WHAT THE EXERCISE ASKS
Output the lines of the items below, starting at the line that contains "In this exercise you will indicate the box" and ending at the line that contains "Target: box handle hole", as a Markdown table with the columns Row and Line. Number each line in Row and leave out blank lines.

## Begin DATA SUPPLIED

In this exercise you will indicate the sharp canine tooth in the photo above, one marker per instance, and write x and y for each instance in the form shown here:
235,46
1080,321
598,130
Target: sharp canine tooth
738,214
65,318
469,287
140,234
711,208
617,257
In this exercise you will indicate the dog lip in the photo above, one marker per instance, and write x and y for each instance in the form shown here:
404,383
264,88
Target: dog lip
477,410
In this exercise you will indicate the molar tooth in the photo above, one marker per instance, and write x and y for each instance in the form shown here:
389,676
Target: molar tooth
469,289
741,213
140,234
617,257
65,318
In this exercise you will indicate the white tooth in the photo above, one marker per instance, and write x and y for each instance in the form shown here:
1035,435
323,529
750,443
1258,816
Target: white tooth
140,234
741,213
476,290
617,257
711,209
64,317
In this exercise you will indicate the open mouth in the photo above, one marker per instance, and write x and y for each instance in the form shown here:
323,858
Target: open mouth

## End DATA SUPPLIED
## Begin DATA SUPPLIED

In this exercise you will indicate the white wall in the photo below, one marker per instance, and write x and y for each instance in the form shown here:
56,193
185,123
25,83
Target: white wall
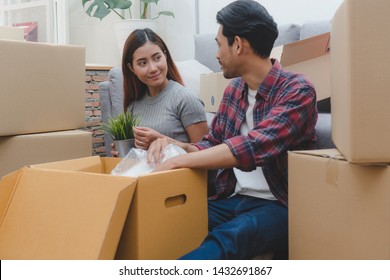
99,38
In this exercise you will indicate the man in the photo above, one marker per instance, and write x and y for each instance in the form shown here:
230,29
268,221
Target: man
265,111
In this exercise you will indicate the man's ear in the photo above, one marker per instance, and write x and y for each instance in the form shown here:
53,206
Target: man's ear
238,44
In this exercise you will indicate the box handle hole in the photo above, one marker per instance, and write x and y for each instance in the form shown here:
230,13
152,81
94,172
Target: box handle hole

## End DATA SUPPLIED
## Begin DATA SUPPLIED

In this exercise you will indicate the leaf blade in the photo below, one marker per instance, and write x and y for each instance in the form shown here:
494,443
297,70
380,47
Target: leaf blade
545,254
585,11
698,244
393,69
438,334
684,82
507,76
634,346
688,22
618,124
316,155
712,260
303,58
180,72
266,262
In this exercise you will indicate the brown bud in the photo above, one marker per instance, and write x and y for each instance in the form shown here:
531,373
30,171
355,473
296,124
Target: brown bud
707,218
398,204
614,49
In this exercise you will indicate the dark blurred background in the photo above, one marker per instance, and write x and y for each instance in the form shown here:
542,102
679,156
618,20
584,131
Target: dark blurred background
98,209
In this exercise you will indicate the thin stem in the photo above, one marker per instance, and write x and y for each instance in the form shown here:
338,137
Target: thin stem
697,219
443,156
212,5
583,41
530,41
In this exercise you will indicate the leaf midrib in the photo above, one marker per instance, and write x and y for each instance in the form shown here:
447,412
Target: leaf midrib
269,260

## End DATA SUPPLIED

SOLUTION FOR THIS EXERCISE
| Row | Line |
|---|---|
| 1 | In this exercise you will indicate the box handle hole in the photo above, one marker per instance, and write x and y for each instance in the form shown here: |
| 2 | 230,13 |
| 3 | 152,81 |
| 4 | 94,172 |
| 5 | Target: box handle hole |